▶ [Problem statement]:
Each entry that follows should be given again word for word; please leave out its pictures.

Recorded data:
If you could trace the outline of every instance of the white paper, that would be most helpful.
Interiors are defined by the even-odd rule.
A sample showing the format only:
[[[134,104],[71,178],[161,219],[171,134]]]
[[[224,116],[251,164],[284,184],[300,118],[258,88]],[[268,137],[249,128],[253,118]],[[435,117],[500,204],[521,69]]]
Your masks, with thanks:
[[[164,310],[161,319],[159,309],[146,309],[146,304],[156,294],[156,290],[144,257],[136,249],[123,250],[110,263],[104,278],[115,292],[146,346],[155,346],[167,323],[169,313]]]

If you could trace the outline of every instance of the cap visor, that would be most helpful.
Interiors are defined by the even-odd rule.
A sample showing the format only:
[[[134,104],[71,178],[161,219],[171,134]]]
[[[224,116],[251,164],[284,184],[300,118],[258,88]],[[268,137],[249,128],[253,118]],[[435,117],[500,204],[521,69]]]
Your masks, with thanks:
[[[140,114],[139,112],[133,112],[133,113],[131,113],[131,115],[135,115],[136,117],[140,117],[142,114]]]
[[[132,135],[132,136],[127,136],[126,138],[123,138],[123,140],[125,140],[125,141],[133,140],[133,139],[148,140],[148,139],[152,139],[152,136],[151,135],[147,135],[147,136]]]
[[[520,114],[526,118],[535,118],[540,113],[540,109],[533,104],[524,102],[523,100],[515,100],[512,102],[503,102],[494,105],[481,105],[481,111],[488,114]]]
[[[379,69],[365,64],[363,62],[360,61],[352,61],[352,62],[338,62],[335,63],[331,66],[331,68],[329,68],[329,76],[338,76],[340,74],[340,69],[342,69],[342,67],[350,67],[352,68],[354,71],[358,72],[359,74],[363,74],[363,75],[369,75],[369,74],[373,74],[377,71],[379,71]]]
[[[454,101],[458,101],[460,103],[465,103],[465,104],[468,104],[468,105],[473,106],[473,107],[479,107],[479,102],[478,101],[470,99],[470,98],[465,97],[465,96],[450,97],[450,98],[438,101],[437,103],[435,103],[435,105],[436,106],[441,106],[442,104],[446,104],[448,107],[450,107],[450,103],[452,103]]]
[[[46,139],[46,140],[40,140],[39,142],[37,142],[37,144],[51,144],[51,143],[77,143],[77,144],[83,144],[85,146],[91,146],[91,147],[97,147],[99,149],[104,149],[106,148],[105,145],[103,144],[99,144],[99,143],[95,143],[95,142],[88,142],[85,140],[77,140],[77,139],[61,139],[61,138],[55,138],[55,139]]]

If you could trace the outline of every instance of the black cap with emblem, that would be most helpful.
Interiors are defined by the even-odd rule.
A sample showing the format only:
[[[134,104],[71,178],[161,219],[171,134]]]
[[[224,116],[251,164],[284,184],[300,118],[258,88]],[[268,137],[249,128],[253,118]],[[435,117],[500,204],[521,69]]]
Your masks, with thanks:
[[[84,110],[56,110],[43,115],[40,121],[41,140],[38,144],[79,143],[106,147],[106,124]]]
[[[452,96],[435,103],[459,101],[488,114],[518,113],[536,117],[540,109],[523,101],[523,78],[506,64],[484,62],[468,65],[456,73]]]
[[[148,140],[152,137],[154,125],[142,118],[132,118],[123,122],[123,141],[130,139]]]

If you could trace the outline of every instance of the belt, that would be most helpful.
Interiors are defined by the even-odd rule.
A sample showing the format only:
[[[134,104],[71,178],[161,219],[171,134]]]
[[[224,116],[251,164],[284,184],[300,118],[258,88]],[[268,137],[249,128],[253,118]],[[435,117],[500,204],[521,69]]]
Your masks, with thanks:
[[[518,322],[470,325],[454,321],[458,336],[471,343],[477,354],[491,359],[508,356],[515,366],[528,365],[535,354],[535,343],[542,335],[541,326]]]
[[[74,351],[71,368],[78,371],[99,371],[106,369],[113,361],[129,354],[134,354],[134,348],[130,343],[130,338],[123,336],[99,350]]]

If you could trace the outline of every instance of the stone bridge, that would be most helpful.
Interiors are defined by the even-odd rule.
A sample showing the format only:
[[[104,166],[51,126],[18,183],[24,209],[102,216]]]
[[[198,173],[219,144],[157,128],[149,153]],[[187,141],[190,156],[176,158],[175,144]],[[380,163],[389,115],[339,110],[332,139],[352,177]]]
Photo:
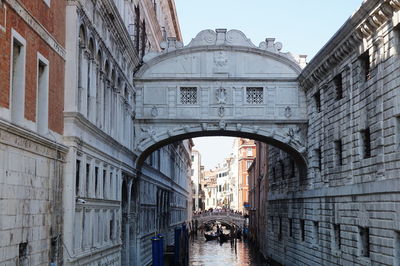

▶ [Answer space]:
If you could trace the outline of every instance of the white paper, that would be most helpful.
Interiors are defined by the even-odd rule.
A sample showing the format only:
[[[134,104],[71,178],[161,219],[171,134]]]
[[[224,116],[251,164],[284,184],[300,118],[258,88]],[[268,137],[249,128],[253,118]],[[435,117],[500,204],[521,69]]]
Your masks, with thanks:
[[[164,310],[161,319],[159,309],[146,309],[146,304],[156,294],[156,290],[144,257],[136,249],[123,250],[110,263],[104,278],[115,292],[146,346],[155,346],[167,323],[169,313]]]

If you could trace the outline of every instance of the cap visor, that would be most helpful.
Interiors are defined by the even-odd rule.
A sample showing the format only:
[[[134,104],[71,178],[161,219],[171,134]]]
[[[224,116],[251,164],[284,184],[300,118],[258,88]],[[268,137],[249,128],[253,118]],[[435,117],[500,204],[521,69]]]
Your masks, with thanks:
[[[140,114],[139,112],[133,112],[133,113],[131,113],[131,115],[135,115],[136,117],[140,117],[142,114]]]
[[[132,135],[132,136],[127,136],[126,138],[123,138],[123,140],[125,140],[125,141],[133,140],[133,139],[148,140],[148,139],[152,139],[152,136],[151,135],[147,135],[147,136]]]
[[[520,114],[526,118],[535,118],[540,113],[540,109],[533,104],[524,102],[523,100],[515,100],[512,102],[503,102],[494,105],[481,105],[481,111],[488,114]]]
[[[379,69],[365,64],[363,62],[360,61],[352,61],[352,62],[338,62],[335,63],[331,66],[331,68],[329,68],[329,76],[338,76],[340,74],[340,69],[342,69],[342,67],[350,67],[352,68],[354,71],[358,72],[359,74],[363,74],[363,75],[369,75],[369,74],[373,74],[377,71],[379,71]]]
[[[454,101],[458,101],[460,103],[465,103],[465,104],[468,104],[468,105],[473,106],[473,107],[479,107],[479,102],[478,101],[470,99],[470,98],[465,97],[465,96],[450,97],[450,98],[438,101],[437,103],[435,103],[435,105],[436,106],[441,106],[442,104],[446,104],[448,107],[450,107],[450,103],[452,103]]]
[[[46,139],[46,140],[40,140],[39,142],[37,142],[37,144],[51,144],[51,143],[77,143],[77,144],[83,144],[85,146],[91,146],[91,147],[97,147],[99,149],[104,149],[106,148],[105,145],[103,144],[99,144],[99,143],[95,143],[95,142],[88,142],[85,140],[77,140],[77,139],[61,139],[61,138],[55,138],[55,139]]]

If you could trace the outline of every instance of the black cap with emblem, that would be most helpful.
Interiors are defined by the even-odd rule.
A sample showing the format only:
[[[134,104],[71,178],[161,219],[171,134]]]
[[[224,116],[251,164],[284,184],[300,118],[258,88]],[[268,137],[249,128],[253,118]],[[435,117],[500,204],[521,69]]]
Your masks, with thanks:
[[[84,110],[56,110],[43,115],[40,121],[41,140],[38,144],[79,143],[106,147],[106,124]]]
[[[452,96],[435,103],[459,101],[488,114],[518,113],[536,117],[540,109],[523,101],[523,78],[506,64],[484,62],[468,65],[456,73]]]
[[[148,140],[152,137],[154,125],[142,118],[132,118],[123,122],[123,141],[130,139]]]

If you could trace the outline of every instance of the belt, that would be most helpful.
Interiors are defined by the even-odd rule.
A sample showing the format only:
[[[134,104],[71,178],[161,219],[171,134]]]
[[[224,116],[251,164],[284,184],[300,118],[258,88]],[[268,137],[249,128],[253,118]],[[435,117],[500,204],[521,69]]]
Your masks, with thanks:
[[[518,322],[470,325],[454,321],[458,336],[471,343],[477,354],[491,359],[508,356],[515,366],[528,365],[535,354],[535,343],[542,335],[541,326]]]
[[[74,351],[71,368],[78,371],[99,371],[106,369],[113,361],[129,354],[134,354],[134,348],[130,343],[130,338],[123,336],[99,350]]]

If you could trace the outline of every instance of the stone bridge, that would be most helpful.
Interiors are defined by the even-odd rule.
A sample showing the format only:
[[[104,166],[51,126],[18,183],[24,209],[102,216]]]
[[[198,173],[219,144],[157,128],[149,153]],[[187,141],[190,156],[176,158],[175,144]],[[380,163],[389,115],[339,110],[332,139],[352,177]]]
Photo:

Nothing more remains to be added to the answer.